◆ Penggalan Teks
Kamis, 15 Oktober 2020

Renungan hari ini: HALELUYA, TUHAN ALLAH TELAH MENJADI RAJA (Wahyu 19:6)

 Renungan hari ini:

 

HALELUYA, TUHAN ALLAH TELAH MENJADI RAJA




 

Wahyu 19:6 (TB) Lalu aku mendengar seperti suara himpunan besar orang banyak, seperti desau air bah dan seperti deru guruh yang hebat, katanya: "Haleluya! Karena Tuhan, Allah kita, Yang Mahakuasa, telah menjadi raja"

 

Revelation 19:6 (NET) Then I heard what sounded like the voice of a vast throng, like the roar of many waters and like loud crashes of thunder. They were shouting: “Hallelujah! For the Lord our God, the All-Powerful, reigns!”

 

Dalam nas hari ini ada dua kata penting yang hendak kita renungkan, yakni kata “Haleluya” dan “TUHAN … telah menjadi Raja”. Kedua kata ini muncul dalam penglihatan Yohanes di saat ada suara himpunan besar orang banyak. Orang banyak ini merupakan gambaran dari seluruh orang dari berbagai suku bangsa yang berkumpul di surga memuji TUHAN. Sangkin banyaknya kumpulan orang itu, maka Yohanes pun menggambarkannya seperti desau air bah dan seperti deru guruh yang hebat. Di tengah desauan dan deru guruh itulah muncul suara yang mengatakan “Haleluya” dan “TUHAN … telah menjadi Raja”. Marilah kita mendalami kedua kata penting dalam nas hari ini.

 

Pertama, Haleluya

Kata “Haleluya” hanya mucul empat kali di Perjanjian Baru dan itu pun hanya di Kitab Wahyu (lih. Why. 19:1,3-4, 6). Istilah haleluyah paling dikenal dalam konteks "Refrain Haleluyah" dari oratorio berjudul Messiah karya G.F. Handel. Haleluyah adalah istilah Ibrani dari kata “halal”, yang berarti "pujian" dan “Yah”, yang berarti "Yahweh". Haleluyah berarti "pujilah Yahweh (Tuhan)."  Orang di sorga memuji Tuhan sebab Allah telah menghukum dunia dan menuntut balas atas mereka yang menderita oleh dunia, dan sebab Yesus Kristus akan kembali ke bumi untuk memerintah (Why. 19:6,11; 20:4). Inilah "Koor Haleluya" sorga. 

 

Istilah “Haleluya” dalam Wahyu 19 ini digunakan di surga oleh himpunan besar orang di hadapan takhta yang diduduki oleh Allah Sendiri. Hal itu berlangsung pada pesta perkawinan Anak Domba. Para musuh Allah telah ditaklukkan, dan injil telah menang. Dalam perayaan kemenangan, segenap penghuni surga menyanyikan lagu pujian dan syukur. Alasan bagi gelegar pujian itu antara lain kemenangan Allah atas musuh-musuh-Nya (Why. 19:1-3), kedaulatan-Nya (ay. 4-6), dan persekutuan yang kekal dengan umat-Nya (ay. 7). Begitu dahsyat pujian itu sehingga rasul Yohanes hanya bisa menggambarkannya seperti "desau air bah dan seperti deru guruh yang hebat" (ay. 6).

◆ Petunjuk Latihan
A – Menurut renungan tentang Wahyu 19:6, berapa kali kata "Haleluya" muncul dalam Perjanjian Baru?
B – Tuliskan kembali bagian renungan tentang Wahyu 19:6 yang dimulai pada kata-kata "Revelation 19:6 (NET)" dan berhenti setelah kata-kata "nas hari ini.".

◆ Kutipan Butir Data
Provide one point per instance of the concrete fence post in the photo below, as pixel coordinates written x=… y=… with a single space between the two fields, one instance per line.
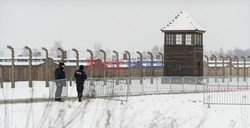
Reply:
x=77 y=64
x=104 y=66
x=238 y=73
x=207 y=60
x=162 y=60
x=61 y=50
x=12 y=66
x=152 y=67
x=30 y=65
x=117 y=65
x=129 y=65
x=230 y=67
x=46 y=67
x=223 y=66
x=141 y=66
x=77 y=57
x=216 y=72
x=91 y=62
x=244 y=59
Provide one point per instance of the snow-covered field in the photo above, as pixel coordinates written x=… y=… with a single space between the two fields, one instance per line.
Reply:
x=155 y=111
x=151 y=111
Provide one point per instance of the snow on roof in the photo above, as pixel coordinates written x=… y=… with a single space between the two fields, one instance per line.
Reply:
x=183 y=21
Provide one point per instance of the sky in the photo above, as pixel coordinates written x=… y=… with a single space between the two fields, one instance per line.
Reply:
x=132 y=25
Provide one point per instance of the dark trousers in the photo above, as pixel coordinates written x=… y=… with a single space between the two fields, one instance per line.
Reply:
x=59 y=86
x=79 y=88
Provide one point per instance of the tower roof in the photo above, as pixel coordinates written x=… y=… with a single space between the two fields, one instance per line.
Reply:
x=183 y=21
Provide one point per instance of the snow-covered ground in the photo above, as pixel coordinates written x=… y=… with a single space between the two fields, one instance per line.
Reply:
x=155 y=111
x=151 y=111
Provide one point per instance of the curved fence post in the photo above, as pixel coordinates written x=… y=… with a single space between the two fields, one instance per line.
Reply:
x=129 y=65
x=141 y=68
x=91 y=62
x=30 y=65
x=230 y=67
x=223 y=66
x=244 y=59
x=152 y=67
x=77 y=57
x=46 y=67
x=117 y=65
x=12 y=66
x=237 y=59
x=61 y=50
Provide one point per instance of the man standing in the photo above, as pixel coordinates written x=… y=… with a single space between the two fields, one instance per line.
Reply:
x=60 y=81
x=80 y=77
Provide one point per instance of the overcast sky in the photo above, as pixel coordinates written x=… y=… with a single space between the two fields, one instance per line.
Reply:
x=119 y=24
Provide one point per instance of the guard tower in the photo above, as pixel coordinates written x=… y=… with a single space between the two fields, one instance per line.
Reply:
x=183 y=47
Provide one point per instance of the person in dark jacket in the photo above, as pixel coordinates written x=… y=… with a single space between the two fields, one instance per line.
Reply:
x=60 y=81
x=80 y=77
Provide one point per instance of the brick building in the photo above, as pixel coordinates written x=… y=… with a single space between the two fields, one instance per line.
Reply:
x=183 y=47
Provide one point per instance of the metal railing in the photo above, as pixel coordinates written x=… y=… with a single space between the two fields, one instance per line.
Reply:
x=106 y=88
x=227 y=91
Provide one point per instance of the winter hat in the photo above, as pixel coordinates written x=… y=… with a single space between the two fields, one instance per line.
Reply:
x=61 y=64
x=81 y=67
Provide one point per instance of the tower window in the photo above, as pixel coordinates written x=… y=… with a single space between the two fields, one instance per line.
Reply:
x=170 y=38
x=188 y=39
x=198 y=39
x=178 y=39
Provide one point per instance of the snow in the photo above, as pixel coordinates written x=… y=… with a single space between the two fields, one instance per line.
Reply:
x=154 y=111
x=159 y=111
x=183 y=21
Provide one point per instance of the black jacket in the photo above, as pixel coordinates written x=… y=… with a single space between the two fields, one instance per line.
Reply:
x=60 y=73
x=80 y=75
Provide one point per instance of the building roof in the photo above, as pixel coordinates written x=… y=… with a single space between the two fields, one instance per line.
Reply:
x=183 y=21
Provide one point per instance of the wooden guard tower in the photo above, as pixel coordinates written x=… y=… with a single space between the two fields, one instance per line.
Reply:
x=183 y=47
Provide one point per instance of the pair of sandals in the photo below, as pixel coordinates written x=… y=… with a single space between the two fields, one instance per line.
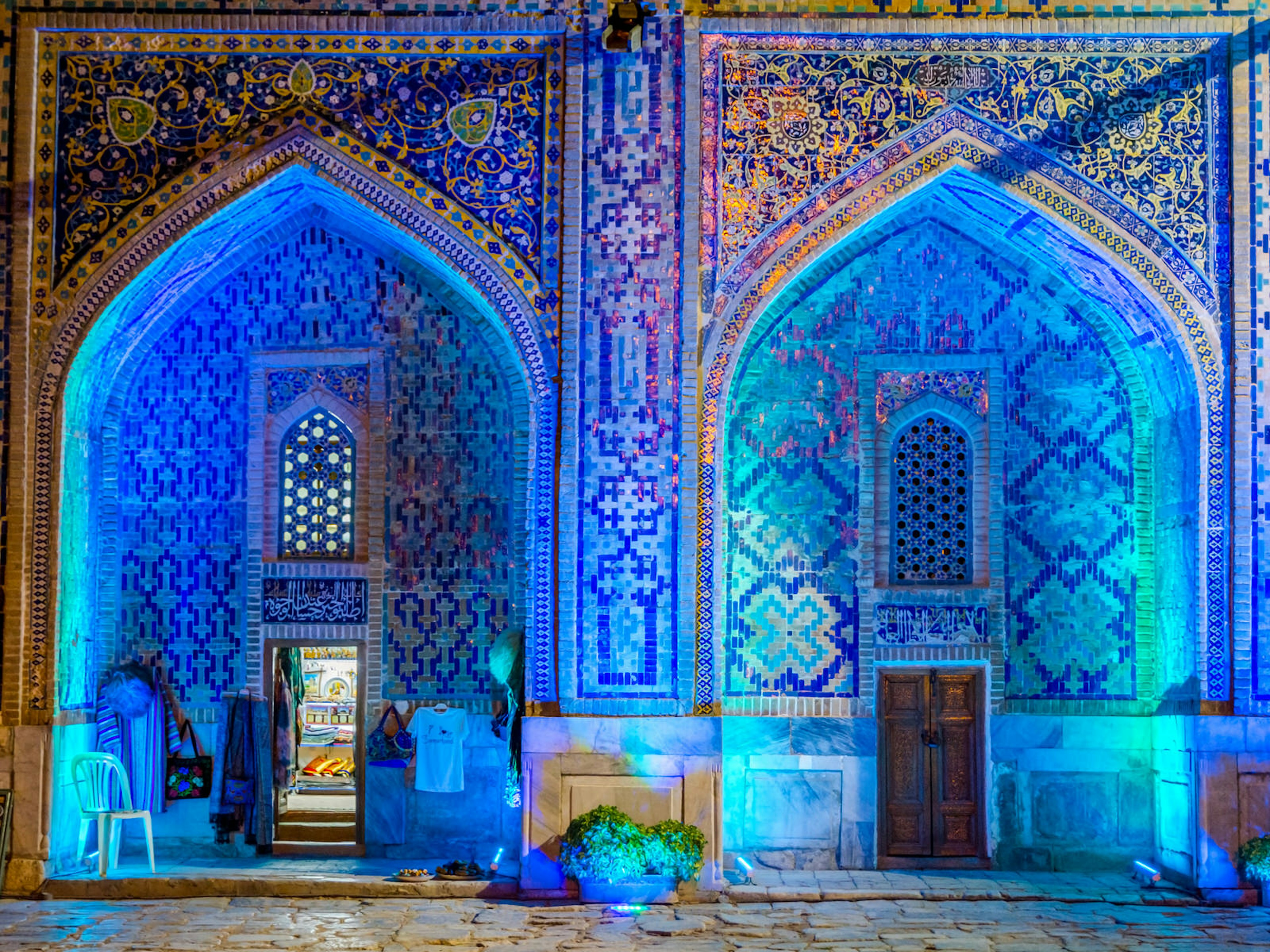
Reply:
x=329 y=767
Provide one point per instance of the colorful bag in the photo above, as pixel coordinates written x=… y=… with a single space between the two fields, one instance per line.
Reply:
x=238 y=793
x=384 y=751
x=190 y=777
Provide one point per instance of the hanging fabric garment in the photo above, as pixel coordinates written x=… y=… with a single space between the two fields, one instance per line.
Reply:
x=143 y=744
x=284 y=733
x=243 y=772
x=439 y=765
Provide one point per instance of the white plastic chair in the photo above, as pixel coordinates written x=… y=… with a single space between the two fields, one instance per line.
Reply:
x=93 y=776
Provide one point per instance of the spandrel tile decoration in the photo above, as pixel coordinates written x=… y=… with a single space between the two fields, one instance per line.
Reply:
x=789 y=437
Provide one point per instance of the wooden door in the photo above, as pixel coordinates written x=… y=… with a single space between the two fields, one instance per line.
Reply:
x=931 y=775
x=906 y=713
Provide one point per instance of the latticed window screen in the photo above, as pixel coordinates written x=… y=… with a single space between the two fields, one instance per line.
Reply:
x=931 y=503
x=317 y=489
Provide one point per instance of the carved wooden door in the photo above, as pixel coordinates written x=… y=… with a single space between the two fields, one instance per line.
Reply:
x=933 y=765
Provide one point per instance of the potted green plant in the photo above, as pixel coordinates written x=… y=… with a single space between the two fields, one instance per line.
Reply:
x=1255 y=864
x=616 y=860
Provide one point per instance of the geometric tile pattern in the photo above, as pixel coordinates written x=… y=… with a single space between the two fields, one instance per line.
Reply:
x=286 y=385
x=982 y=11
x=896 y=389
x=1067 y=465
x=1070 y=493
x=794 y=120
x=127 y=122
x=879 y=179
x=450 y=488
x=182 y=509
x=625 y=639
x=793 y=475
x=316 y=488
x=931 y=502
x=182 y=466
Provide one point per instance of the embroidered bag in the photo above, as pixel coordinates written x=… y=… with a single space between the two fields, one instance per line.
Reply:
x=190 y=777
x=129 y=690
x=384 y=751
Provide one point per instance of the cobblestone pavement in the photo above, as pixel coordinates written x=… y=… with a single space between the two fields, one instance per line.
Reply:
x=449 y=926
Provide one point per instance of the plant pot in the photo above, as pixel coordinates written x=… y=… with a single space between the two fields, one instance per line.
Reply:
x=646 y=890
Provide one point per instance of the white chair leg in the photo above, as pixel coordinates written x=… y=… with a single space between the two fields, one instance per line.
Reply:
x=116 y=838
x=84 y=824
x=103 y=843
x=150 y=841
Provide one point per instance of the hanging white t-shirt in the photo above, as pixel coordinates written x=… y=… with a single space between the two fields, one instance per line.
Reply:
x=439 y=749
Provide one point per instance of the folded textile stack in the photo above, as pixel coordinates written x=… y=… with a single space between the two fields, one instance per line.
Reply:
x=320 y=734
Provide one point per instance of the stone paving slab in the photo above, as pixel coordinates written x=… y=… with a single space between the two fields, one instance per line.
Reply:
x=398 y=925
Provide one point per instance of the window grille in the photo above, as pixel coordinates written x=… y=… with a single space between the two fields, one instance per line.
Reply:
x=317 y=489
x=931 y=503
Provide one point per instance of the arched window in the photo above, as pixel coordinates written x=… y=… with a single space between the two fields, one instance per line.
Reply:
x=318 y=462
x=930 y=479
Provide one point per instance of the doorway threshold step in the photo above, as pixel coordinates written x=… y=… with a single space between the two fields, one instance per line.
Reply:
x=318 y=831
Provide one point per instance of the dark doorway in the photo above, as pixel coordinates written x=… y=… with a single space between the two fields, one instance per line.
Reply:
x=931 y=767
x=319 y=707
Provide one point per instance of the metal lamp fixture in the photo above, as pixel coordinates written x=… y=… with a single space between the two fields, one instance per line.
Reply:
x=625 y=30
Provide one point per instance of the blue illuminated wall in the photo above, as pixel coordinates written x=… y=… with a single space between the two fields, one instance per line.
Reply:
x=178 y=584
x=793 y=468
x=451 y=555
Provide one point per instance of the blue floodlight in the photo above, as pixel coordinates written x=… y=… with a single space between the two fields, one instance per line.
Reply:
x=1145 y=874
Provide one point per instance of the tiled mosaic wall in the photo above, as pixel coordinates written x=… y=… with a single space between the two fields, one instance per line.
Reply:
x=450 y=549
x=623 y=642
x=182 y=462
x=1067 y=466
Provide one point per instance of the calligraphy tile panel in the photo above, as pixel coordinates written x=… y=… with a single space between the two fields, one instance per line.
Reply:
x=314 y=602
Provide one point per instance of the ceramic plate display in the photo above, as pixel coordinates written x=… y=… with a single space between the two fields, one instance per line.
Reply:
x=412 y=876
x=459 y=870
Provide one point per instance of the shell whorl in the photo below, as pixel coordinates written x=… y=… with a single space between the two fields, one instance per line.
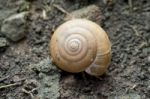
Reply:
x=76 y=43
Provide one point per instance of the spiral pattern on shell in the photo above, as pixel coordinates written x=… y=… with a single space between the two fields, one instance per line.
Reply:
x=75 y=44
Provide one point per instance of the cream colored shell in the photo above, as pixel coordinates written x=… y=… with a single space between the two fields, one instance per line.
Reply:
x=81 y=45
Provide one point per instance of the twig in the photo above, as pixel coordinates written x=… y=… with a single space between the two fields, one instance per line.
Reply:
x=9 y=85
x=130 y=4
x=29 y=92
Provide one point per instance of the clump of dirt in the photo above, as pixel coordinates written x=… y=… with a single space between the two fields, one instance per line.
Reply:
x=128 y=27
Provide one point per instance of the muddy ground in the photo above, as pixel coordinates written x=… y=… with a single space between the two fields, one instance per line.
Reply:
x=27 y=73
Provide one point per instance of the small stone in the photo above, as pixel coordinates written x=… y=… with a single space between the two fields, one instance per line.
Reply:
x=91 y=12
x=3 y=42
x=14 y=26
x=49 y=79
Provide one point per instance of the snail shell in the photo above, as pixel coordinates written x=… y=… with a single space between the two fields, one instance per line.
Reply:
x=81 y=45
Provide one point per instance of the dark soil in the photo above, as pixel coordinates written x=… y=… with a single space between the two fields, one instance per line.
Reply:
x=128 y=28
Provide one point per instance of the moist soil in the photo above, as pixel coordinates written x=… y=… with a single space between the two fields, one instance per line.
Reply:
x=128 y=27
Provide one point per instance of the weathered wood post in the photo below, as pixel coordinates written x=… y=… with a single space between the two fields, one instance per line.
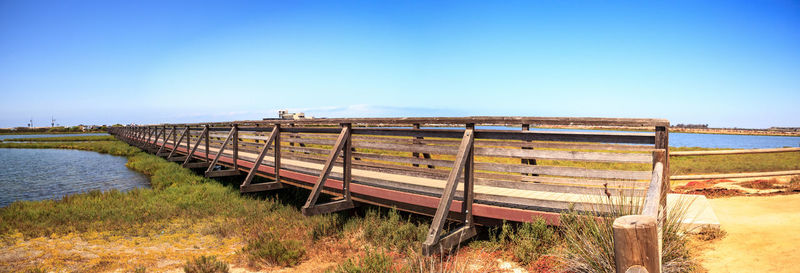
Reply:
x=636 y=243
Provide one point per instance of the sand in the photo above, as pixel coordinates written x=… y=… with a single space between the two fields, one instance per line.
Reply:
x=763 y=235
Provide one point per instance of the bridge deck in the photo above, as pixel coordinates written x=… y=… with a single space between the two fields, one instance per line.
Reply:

◆ Jawaban Berurutan
A – Empat kali, dan hanya di Kitab Wahyu.

B –
Revelation 19:6 (NET) Then I heard what sounded like the voice of a vast throng, like the roar of many waters and like loud crashes of thunder. They were shouting: “Hallelujah! For the Lord our God, the All-Powerful, reigns!”

 

Dalam nas hari ini ada dua kata penting yang hendak kita renungkan, yakni kata “Haleluya” dan “TUHAN … telah menjadi Raja”. Kedua kata ini muncul dalam penglihatan Yohanes di saat ada suara himpunan besar orang banyak. Orang banyak ini merupakan gambaran dari seluruh orang dari berbagai suku bangsa yang berkumpul di surga memuji TUHAN. Sangkin banyaknya kumpulan orang itu, maka Yohanes pun menggambarkannya seperti desau air bah dan seperti deru guruh yang hebat. Di tengah desauan dan deru guruh itulah muncul suara yang mengatakan “Haleluya” dan “TUHAN … telah menjadi Raja”. Marilah kita mendalami kedua kata penting dalam nas hari ini.